Task objective. Please copy out the material below word for word, starting at its first line and ending at the line that contains "[[[178,56],[179,106],[211,109],[211,55],[208,49]]]", with both of those lines included.

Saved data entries
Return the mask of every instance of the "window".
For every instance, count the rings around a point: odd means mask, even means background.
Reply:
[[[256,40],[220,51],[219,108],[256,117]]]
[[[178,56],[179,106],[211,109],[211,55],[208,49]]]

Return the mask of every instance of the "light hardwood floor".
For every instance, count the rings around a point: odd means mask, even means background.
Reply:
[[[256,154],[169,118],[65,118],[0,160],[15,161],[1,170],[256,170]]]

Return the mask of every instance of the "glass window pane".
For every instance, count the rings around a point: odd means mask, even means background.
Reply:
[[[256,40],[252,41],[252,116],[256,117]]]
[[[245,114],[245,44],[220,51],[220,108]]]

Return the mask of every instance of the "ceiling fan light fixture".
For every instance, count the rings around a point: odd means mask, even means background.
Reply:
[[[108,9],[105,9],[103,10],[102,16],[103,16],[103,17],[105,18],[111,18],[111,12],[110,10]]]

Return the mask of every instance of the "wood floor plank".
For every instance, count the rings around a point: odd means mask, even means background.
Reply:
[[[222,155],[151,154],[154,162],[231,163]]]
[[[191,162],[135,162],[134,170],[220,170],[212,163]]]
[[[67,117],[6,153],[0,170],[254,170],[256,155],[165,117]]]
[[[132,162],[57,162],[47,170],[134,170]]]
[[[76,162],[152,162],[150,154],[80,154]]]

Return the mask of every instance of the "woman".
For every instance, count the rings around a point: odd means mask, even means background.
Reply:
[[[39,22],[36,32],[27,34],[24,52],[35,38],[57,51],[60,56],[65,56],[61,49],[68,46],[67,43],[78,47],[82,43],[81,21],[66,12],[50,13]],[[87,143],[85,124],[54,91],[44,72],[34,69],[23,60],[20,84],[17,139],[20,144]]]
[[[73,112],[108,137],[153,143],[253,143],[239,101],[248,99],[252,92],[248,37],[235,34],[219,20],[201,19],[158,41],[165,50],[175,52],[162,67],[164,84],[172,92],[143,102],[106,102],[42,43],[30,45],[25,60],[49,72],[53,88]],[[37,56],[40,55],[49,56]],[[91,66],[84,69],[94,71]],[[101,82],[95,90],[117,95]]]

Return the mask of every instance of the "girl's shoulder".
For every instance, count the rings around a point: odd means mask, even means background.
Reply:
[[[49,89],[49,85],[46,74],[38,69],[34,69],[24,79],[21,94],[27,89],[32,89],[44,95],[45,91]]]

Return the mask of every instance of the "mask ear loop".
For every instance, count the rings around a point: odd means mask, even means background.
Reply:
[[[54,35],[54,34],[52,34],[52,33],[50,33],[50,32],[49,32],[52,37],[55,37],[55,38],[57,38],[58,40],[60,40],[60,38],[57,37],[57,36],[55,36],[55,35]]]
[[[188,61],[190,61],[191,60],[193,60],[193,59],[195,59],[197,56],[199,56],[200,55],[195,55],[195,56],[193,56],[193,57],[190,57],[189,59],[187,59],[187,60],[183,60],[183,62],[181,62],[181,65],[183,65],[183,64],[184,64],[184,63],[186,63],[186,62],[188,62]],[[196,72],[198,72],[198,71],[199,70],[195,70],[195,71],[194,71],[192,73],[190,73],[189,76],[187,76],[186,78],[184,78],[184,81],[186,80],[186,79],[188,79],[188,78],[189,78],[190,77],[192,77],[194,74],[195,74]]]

Completed task.
Return the mask of every instance of the "window".
For every instance, count the rings around a point: odd means mask, even means background.
Reply:
[[[256,40],[220,51],[219,108],[256,117]]]
[[[178,56],[179,106],[211,109],[211,55],[208,49]]]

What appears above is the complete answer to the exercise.